■ Excerpted passage:
The Use of Dexmedetomidine in Preterm Infants: A Single Academic Center Experience

Introduction

Dexmedetomidine (DEX; Precedex, Hospira Inc, Lake Forest, IL)¹ is widely used in sedation and pain management protocols for adult and pediatric patients² and now in neonatal intensive care units (NICUs). DEX has been used for surgical purposes in the NICU since 2010.^3,4 DEX is primarily used as a sedative; emerging literature shows that it may be analgesic sparing without affecting the respiratory drive, making it an even more attractive option than benzodiazepines (BZDs) and opioids (OPs).⁵

Adequate sedation and pain management are imperative for an excellent neurodevelopmental outcome for preterm or term infants.^2,5 Older literature commonly recommends a combination of OPs and BZDs for comfort management in NICU infants. These drugs provide pain relief and sedation, but they also induce adverse effects such as cardiorespiratory depression, tolerance, and withdrawal.^2,5 Evidence in animal studies showing neuroapoptosis with OPs and BZDs raises concern for using these agents in the developing brain.^6–9 The mechanism of this effect is not known for BZDs. In contrast, the dose and duration of use appear to be related to neuroapoptosis associated with OPs.^8,9

DEX was introduced in 2010 as a therapy for agitation and as procedural sedation in these NICUs after published reports showing promising results. Gradually, the use of BZD was phased out as DEX increased over time. Opioid use was also reduced as DEX became the first-line agent in many patients.

■ Your task:
Write the next part of the article on dexmedetomidine use in preterm infants, starting right after its final sentence.

■ Data extracts:
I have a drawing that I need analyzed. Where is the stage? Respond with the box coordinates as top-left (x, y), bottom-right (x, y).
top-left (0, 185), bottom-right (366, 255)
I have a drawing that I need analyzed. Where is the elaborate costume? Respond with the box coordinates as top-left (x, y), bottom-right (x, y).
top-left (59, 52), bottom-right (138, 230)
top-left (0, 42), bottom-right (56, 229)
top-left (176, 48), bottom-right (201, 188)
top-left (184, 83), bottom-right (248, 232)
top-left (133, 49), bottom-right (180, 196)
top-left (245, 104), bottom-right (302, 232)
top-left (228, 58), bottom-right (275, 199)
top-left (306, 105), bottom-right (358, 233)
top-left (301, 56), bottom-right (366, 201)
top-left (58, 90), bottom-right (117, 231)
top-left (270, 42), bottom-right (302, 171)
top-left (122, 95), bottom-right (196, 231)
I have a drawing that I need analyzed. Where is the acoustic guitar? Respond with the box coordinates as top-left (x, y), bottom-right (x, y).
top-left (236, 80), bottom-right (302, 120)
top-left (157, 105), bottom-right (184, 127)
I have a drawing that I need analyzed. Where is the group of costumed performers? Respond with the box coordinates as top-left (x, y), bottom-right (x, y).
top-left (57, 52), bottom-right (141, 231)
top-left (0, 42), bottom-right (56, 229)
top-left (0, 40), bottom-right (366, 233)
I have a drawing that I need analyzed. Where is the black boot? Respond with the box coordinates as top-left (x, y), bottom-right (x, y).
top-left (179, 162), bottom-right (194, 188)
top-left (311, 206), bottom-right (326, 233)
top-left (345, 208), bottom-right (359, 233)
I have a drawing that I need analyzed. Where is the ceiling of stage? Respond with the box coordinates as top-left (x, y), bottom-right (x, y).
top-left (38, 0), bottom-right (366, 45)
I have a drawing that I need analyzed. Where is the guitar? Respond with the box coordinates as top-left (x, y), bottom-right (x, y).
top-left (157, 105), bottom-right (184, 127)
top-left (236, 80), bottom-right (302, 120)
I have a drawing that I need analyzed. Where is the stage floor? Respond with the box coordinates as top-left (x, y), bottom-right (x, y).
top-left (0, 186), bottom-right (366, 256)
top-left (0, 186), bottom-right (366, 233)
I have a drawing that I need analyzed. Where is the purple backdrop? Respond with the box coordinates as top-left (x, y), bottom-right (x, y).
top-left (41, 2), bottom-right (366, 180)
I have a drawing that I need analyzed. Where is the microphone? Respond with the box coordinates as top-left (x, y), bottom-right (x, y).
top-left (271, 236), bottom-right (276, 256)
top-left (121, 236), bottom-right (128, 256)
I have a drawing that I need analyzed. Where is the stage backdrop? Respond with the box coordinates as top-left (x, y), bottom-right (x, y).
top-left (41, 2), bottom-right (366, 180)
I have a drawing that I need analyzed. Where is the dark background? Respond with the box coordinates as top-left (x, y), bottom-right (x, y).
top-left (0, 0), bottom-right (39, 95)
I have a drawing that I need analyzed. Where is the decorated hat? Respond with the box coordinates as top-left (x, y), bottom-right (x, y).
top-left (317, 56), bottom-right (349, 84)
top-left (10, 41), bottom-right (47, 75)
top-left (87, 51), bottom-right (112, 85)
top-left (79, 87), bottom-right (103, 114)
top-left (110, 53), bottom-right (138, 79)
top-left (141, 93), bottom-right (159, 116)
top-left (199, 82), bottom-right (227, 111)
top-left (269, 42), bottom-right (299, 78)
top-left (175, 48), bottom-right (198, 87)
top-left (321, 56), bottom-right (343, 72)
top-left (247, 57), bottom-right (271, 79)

■ Exercise response:
Reports of DEX in preterm and term infants have shown results with a significant decrease of exposure to OPs while maintaining an adequate level of sedation and analgesia.¹⁰ However, no previous data had confirmed a reduction in use or exposure to OPs in extremely low birth weight infants, especially for those weighing <1 kg. These infants represent many of the most challenging cases in the NICU owing to the comorbidities associated with this level of immaturity. This study describes the clinical characteristics, pharmacologic responses, and adverse effects of DEX use in a cohort of extremely preterm infants.

Materials and Methods

This single-institution, multisite retrospective cohort study included preterm infants born at less than 36 weeks’ gestation, treated with DEX for pain, sedation, and agitation. These infants were admitted between January 2010 and December 2018 at any NICU in the Cleveland Clinic Children’s Hospital system, an urban tertiary academic center. The system includes 2 Level III and 1 Level IV NICUs at different locations in Cleveland, Ohio, for a total of 88 beds. The same neonatology group covers all 3 units and follows the same guidelines and policies. DEX was introduced in Cleveland Clinic Hospital NICU at the end of 2010 to treat babies who were irritable and not responding well to traditional OPs and BZDs. As use expanded, it was noted that the doses of BZD and OPs could be markedly reduced or avoided altogether. However, the clinical effect of DEX on this patient population has not been well studied. We collected data to report the clinical response to DEX, based on the Neonatal Pain, Agitation, and Sedation Score (N-PASS), and the most significant adverse events.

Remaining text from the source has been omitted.